## start Data extract

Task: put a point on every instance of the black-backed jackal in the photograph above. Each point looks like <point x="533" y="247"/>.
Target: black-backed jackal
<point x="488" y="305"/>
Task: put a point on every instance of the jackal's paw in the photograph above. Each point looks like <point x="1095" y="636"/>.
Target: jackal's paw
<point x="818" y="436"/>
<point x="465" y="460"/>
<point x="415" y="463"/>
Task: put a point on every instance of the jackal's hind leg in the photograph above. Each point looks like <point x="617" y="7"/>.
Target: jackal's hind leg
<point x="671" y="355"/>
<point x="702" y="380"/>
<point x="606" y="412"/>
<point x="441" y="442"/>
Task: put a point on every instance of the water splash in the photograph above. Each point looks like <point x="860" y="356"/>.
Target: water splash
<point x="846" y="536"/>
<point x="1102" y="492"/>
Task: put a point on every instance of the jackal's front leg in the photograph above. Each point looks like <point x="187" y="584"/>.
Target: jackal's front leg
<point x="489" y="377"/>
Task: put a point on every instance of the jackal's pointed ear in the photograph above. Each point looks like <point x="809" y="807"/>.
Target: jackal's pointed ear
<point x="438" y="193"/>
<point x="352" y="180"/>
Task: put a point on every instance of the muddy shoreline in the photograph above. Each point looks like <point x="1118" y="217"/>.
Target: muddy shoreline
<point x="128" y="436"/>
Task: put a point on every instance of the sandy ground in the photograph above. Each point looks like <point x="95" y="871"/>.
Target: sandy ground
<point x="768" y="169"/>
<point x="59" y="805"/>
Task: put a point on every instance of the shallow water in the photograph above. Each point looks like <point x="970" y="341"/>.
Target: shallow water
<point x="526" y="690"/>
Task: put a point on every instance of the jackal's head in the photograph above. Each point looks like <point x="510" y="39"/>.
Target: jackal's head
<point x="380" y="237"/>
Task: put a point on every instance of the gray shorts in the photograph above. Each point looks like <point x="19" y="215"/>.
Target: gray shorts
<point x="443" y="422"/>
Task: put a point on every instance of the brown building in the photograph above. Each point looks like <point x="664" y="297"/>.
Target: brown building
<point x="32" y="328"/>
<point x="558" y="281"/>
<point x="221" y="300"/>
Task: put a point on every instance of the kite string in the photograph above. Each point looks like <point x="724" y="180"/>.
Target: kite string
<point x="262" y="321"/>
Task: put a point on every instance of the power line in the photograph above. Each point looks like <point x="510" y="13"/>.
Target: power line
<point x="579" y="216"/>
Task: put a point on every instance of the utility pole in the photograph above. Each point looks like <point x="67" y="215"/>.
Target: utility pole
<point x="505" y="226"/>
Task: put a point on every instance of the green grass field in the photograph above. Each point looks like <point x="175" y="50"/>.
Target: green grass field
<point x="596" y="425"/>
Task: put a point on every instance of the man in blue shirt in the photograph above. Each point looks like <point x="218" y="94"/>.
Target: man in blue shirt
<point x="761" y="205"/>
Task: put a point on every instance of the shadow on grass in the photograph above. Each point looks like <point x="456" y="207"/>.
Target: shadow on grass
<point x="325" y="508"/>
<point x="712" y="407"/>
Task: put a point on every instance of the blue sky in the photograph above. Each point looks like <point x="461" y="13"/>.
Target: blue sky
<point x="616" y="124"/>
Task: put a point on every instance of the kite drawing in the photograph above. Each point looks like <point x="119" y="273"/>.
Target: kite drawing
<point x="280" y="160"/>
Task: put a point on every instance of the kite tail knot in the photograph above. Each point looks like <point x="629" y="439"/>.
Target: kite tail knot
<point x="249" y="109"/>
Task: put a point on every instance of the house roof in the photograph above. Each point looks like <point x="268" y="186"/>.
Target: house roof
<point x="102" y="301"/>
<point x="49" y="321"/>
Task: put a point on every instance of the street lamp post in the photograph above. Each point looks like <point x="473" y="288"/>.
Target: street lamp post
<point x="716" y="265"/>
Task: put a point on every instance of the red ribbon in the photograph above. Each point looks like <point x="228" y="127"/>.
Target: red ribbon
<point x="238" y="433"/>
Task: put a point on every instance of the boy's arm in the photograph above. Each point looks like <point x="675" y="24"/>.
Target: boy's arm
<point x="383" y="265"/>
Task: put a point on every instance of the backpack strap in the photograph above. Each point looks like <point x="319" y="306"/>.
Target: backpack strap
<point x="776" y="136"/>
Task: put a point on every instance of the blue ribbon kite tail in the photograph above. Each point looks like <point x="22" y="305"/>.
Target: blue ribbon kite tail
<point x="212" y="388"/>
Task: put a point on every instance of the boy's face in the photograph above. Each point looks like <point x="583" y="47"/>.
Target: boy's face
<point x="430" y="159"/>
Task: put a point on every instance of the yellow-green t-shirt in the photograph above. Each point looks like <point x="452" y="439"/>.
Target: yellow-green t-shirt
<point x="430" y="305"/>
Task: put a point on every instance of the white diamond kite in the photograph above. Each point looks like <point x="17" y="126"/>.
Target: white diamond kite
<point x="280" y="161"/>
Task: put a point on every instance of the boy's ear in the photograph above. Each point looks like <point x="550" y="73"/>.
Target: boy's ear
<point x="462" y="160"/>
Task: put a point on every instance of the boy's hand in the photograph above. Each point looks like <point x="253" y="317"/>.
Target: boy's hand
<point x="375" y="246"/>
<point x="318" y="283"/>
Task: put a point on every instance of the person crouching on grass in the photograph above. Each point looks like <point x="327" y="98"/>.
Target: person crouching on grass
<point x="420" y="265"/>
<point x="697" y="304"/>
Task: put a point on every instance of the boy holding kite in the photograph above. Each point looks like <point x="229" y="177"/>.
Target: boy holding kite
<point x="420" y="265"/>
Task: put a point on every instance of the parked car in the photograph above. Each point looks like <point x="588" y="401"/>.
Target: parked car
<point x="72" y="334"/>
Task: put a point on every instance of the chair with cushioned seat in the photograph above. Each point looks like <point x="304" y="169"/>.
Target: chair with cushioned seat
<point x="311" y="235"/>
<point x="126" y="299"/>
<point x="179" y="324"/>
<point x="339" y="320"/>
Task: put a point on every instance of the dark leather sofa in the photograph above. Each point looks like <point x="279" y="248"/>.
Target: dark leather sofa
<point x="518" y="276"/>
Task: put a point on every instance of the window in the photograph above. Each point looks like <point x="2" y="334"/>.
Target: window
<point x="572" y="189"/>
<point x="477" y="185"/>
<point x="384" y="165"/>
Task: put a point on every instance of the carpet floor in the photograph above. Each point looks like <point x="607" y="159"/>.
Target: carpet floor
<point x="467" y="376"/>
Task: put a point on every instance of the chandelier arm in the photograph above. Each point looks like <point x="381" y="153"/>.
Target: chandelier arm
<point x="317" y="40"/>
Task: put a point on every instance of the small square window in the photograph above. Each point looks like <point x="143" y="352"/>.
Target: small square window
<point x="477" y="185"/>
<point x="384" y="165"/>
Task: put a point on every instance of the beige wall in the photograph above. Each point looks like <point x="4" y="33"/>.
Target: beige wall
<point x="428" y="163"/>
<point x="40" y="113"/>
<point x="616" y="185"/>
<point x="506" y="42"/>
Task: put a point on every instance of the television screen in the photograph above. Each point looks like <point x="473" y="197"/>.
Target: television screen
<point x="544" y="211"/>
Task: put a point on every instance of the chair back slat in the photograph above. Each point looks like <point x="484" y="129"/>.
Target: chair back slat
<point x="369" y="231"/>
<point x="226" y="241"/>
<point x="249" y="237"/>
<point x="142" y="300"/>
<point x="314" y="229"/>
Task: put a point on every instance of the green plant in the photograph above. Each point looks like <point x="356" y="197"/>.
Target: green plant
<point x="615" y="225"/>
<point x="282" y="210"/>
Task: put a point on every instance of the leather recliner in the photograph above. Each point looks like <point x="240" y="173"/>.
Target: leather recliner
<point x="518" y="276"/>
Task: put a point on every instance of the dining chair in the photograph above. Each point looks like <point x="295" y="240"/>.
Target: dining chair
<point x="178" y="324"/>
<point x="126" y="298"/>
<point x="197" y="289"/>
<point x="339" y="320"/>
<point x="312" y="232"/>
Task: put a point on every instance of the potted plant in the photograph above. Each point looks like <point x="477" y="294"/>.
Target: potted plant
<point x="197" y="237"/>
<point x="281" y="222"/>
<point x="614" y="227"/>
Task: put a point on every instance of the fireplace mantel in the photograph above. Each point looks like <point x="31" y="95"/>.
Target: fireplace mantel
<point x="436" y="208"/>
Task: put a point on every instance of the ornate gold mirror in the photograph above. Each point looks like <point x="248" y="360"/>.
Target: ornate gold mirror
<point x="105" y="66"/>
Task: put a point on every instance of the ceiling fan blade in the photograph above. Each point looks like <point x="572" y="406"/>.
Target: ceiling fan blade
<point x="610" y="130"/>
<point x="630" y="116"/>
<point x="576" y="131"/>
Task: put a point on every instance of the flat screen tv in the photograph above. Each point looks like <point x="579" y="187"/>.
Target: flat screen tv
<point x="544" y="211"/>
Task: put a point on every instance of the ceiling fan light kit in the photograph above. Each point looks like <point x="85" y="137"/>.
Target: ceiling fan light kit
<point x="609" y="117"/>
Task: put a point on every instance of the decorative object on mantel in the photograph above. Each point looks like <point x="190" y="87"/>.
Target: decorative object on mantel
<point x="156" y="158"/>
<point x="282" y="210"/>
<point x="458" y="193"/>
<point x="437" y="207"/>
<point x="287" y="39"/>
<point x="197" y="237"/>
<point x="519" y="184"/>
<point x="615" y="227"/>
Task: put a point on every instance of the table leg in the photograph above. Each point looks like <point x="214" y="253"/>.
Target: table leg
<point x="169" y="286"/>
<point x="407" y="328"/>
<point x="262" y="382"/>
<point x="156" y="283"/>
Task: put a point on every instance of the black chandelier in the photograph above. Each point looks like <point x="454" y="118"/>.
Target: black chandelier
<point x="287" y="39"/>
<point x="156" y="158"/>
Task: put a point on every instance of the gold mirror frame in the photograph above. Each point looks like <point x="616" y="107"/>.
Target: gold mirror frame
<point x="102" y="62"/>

## end Data extract

Set down, unchanged, the line that contains "Task: put a point on every instance of the table" together with every later line in the records, through the last one.

Task: put a point on every instance of the table leg in the photograph above. Each point looks like <point x="214" y="253"/>.
Target: table leg
<point x="169" y="286"/>
<point x="407" y="328"/>
<point x="262" y="382"/>
<point x="156" y="283"/>
Task: put a point on every instance of the black chandelier in the photograph above. Each point looks like <point x="454" y="118"/>.
Target: black chandelier
<point x="287" y="39"/>
<point x="156" y="158"/>
Task: put a point on every instance of the gold mirror frame in the photograph above. Each point looks like <point x="616" y="107"/>.
Target: gold mirror frame
<point x="102" y="62"/>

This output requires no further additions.